• [Extracted material]
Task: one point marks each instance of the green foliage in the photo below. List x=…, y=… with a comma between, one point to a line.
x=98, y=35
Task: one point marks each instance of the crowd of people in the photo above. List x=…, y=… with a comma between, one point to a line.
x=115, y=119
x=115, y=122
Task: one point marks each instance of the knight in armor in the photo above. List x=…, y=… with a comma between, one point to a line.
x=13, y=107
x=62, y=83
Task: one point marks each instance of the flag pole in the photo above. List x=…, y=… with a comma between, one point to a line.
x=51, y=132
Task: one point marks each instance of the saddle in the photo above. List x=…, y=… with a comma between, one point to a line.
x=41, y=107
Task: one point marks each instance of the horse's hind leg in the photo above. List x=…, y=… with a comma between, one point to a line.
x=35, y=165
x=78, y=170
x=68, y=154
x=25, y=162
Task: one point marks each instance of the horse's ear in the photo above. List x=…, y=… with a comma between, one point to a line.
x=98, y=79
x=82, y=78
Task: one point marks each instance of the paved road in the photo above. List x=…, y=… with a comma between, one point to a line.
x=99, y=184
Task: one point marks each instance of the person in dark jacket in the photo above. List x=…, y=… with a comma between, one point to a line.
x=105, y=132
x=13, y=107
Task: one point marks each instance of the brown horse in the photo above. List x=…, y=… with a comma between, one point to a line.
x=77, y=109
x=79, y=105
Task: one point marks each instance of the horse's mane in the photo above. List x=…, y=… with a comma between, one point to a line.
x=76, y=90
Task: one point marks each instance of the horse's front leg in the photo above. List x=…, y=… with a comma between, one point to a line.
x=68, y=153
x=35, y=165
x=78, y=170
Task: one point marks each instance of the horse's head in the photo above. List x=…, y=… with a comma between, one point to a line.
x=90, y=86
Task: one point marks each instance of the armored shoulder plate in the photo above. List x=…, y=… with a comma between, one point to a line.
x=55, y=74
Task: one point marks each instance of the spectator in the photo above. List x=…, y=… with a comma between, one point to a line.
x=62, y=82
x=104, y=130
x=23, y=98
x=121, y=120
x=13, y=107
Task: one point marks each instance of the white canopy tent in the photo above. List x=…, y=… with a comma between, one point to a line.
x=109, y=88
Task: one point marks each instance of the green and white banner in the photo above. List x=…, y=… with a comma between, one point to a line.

• [Directions]
Convert every item above into a numbered list, one line per number, and drop any blank lines.

• [Written answer]
1. Task: one point marks each instance of the green foliage in the photo below. List x=…, y=… with a comma between, one point to a line.
2. x=98, y=35
3. Task: one point marks each instance of the crowd of people in the photo above. List x=…, y=… with a comma between, one point to a line.
4. x=115, y=119
5. x=115, y=122
6. Task: one point marks each instance of the knight in armor in the photo above. List x=…, y=… with a comma between, one point to a line.
7. x=13, y=107
8. x=62, y=83
9. Task: one point marks each instance of the flag pole in the photo above. List x=…, y=… with a comma between, one point to a line.
10. x=51, y=132
11. Task: one point marks each instance of the saddle in the photo above. List x=…, y=… with a comma between, one point to a line.
12. x=41, y=107
13. Task: one point marks each instance of the horse's hind leg in the photo above. List x=…, y=… with a comma between, one point to a line.
14. x=35, y=165
15. x=78, y=170
16. x=68, y=154
17. x=25, y=162
18. Task: one point marks each instance of the horse's ear in the photo above. List x=…, y=… with a comma between, one point to a line.
19. x=98, y=79
20. x=82, y=78
21. Task: one point marks each instance of the paved road in the photo above. List x=…, y=… with a comma between, one point to a line.
22. x=99, y=184
23. Task: one point marks each instance of the person in dark jacket in the photo above. List x=…, y=… with a comma between, one point to a line.
24. x=105, y=132
25. x=13, y=107
26. Task: one point marks each instance of the brown horse in the photo above. List x=…, y=… with a comma between, one point to a line.
27. x=77, y=109
28. x=79, y=105
29. Task: one point marks each instance of the horse's mane in the photo above. List x=…, y=… with a comma between, one point to a line.
30. x=76, y=90
31. Task: one point marks each instance of the horse's front leg in the photo above. List x=…, y=… with a comma between, one point to a line.
32. x=68, y=153
33. x=35, y=165
34. x=78, y=170
35. Task: one point marks each instance of the horse's head in the photo above. List x=…, y=… with a comma between, one point to a line.
36. x=90, y=86
37. Task: one point marks each instance of the armored shoulder plate in the photo above. List x=…, y=… with a comma between, one point to a line.
38. x=55, y=74
39. Task: one point marks each instance of the spectator in the photo above. List x=…, y=… with a comma between, one point to a line.
40. x=62, y=82
41. x=104, y=130
42. x=23, y=98
43. x=121, y=120
44. x=13, y=107
45. Task: one point marks each instance of the white canopy tent in the photo above. List x=…, y=… with a comma between, one point to a line.
46. x=109, y=88
47. Task: one point marks each instance of the green and white banner in the photo above. List x=…, y=… with a comma between, one point to a line.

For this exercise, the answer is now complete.